▸ Что нужно сделать:
Пожалуйста, ответьте по фрагменту об отношении стран Ближнего Востока к Ирану: после какого события Сирия пополнила ряды противников Ирана?

Едва ли не с самого основания Исламской Республики не прекращаются попытки представить Тегеран как угрозу региональной стабильности, изгоя и главного возмутителя спокойствия. Особенно сильны алармистские настроения стали осенью 2023 года, когда палестинский ХАМАС, пользуясь кулуарной поддержкой Ирана, атаковал Израиль. Тогда многие прочили Тегерану (как главному бенефициару конфликта) «жесткую изоляцию» и дипломатическую блокаду.
Впрочем, даже после двух лет кризиса соотношение симпатий и антипатий изменилось не слишком радикально.
Помимо Израиля, на карте Ближнего Востока можно найти лишь несколько стран, которые действительно видят в Тегеране постоянный источник угрозы. Это в первую очередь Сирия, пополнившая ряды противников Ирана после падения династии Асадов в декабре 2024 года. «Новый Дамаск» возлагает на Тегеран ответственность за затягивание гражданской войны, подпитку прежнего режима и разграбление национальных богатств. Лояльные Ирану вооруженные формирования с начала 2025 года объявлены вне закона, а иранские советники выдворены из страны. Страх перед Тегераном в данном случае продиктован общей неустойчивостью позиций переходного кабинета Ахмеда Аш-Шараа — новые сирийские власти опасаются, что иранцы могут воспользоваться возможностью и взять реванш, проведя «реставрацию Асадов» в Сирии, или же привести к власти другую, более лояльную фракцию.

▸ Собранные данные:
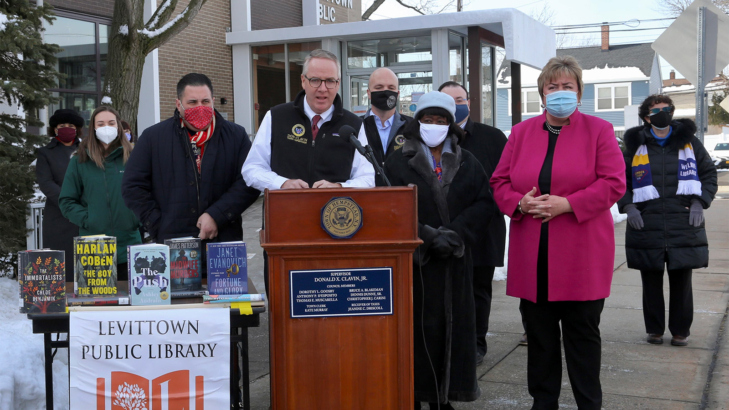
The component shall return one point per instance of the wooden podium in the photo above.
(327, 359)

▸ Ответ на задачу:
После падения династии Асадов в декабре 2024 года.